▶ _What the exercise asks_: The records below should be written out again, exactly.

▶ _Record extracts_:
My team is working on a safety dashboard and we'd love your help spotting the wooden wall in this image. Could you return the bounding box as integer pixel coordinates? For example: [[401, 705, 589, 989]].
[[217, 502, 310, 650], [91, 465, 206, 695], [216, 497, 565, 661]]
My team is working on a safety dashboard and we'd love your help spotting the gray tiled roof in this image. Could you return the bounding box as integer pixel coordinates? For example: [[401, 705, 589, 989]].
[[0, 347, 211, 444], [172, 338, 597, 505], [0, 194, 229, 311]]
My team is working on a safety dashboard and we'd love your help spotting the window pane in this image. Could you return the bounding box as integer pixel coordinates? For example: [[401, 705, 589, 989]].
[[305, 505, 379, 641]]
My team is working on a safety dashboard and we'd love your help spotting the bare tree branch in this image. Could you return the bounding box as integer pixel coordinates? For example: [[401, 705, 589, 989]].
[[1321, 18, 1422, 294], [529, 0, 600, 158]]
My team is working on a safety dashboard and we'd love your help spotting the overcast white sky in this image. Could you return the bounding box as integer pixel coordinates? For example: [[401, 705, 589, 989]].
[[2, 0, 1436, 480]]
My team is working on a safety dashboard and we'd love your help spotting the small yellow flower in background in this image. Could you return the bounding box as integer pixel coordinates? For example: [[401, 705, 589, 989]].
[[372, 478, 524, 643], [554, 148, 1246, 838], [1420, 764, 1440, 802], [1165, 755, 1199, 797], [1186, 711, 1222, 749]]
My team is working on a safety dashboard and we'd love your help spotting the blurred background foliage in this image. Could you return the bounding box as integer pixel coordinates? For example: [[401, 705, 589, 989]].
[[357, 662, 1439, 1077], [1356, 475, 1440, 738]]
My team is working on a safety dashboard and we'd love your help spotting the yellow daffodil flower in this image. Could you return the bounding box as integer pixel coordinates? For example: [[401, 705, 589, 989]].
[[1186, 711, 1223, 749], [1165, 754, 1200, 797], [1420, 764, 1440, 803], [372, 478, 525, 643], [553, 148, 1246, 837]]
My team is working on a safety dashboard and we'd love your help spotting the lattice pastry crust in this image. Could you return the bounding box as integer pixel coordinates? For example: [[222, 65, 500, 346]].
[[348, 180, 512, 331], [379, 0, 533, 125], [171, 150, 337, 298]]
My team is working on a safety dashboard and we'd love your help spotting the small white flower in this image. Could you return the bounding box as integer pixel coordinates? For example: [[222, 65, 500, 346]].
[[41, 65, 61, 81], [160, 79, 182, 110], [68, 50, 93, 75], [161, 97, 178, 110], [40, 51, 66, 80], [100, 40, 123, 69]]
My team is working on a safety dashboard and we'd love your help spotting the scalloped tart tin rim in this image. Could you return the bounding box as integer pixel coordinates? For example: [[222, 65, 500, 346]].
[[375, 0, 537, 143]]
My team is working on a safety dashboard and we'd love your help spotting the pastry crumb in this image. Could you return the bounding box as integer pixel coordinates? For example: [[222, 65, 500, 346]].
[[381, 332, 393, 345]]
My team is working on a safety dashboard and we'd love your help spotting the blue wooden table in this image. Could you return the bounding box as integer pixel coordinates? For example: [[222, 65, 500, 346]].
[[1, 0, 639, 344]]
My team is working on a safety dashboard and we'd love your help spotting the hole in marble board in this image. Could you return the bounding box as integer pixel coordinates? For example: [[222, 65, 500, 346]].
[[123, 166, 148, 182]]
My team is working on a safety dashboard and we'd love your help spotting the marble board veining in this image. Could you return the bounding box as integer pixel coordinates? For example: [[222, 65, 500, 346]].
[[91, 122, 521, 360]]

▶ _Exercise answer_:
My team is working on a safety dashboard and we'd love your help spotting the wooden wall in this image. Could you return the bounding box as integer pixel coordinates? For example: [[401, 705, 589, 989]].
[[217, 502, 310, 650], [91, 465, 206, 695], [216, 497, 565, 661]]
My team is working on a safety dashboard and we'd love your help spotting the gray tiled roof in this image. Could you return the bounding box as integer pixel coordinates? For example: [[401, 705, 589, 989]].
[[0, 347, 211, 444], [172, 338, 597, 505], [0, 194, 229, 311]]
My team is working on a safety dashboard and we'd love your help spotting the window pane in this image. Could you return the bounding box as integer pixel coordinates? For example: [[401, 705, 589, 989]].
[[305, 505, 379, 641]]
My team is working on a safety dashboard and we'd love your help spotting the bare tree branch in this image. Could you return the bounding box as integer pixel coordinates? For example: [[401, 705, 589, 989]].
[[1321, 18, 1422, 294], [529, 0, 600, 158]]
My team is working on a safety dashboard and we'd love your help spotting the overcast white sky in this image. Could you return the bounding box as integer pixel coordinates? For example: [[401, 705, 589, 989]].
[[2, 0, 1436, 480]]
My team is working on a safety dashboard and we'd love your help spotting the small yellow flower in background in this image. Could you return the bounding box as integer pixel coordinates? For example: [[401, 705, 589, 989]].
[[372, 478, 524, 643], [554, 148, 1246, 838], [1420, 764, 1440, 802], [1165, 755, 1199, 797], [1186, 711, 1222, 749]]
My team is working on a safety dashboard and we'd love your help spotting the blurred background foliage in this image. Could you return the bounding box as integer pixel coordinates? For example: [[401, 705, 589, 989]].
[[357, 662, 1439, 1077], [1356, 475, 1440, 738]]
My team is working on a safety dashboard and we'd love your help spotting the yellow daffodil flower in this image. Could you return the bounding box as integer pixel coordinates? For example: [[401, 705, 589, 989]].
[[1186, 711, 1223, 749], [1165, 754, 1200, 797], [1420, 764, 1440, 803], [372, 478, 525, 643], [553, 148, 1246, 837]]
My team is working on a safety dashboard and we'd love your help spotting the lattice pastry crust in this image. Could you return the bounding box as integer pixel coordinates? For example: [[222, 65, 500, 346]].
[[348, 180, 512, 331], [379, 0, 533, 125], [171, 150, 337, 298]]
My team is working on a safety dashboard and we'd love your help spotting the small white flower in this image. Could you return the bounding box as integer pixel coordinates? For example: [[222, 65, 500, 346]].
[[41, 65, 61, 81], [160, 79, 182, 110], [68, 50, 93, 75], [161, 97, 178, 110], [40, 51, 66, 80], [100, 40, 123, 69]]
My team is working on a safety dashboard and we'd love your help spotting the scalloped tart tin rim in this image. Could you return the bounding box as integer pixel coordinates? For example: [[222, 65, 500, 346]].
[[375, 0, 537, 143]]
My team is working on a safety dashboard and we'd love your help spotting the pastry crumb in this image. Could you return the bounding box as integer pixel coordinates? For example: [[222, 65, 500, 346]].
[[381, 332, 393, 345]]
My team is working on a safety dashboard and we'd love your help spotting the blue wooden table in this image. Could you return the bounding box as integer pixel coordinates? For example: [[222, 65, 500, 346]].
[[1, 0, 639, 344]]
My team is working on a safety dashboard and we'd love your help spotting the hole in marble board in this image. Could you return the bounding box as integer pixel coordinates? For example: [[222, 65, 500, 346]].
[[123, 166, 148, 182]]
My team is working on a safety dashboard and we'd love your help spotting the marble board veining in this image. Could you return the bounding box as integer pixel coordinates? For example: [[222, 65, 500, 346]].
[[91, 122, 521, 360]]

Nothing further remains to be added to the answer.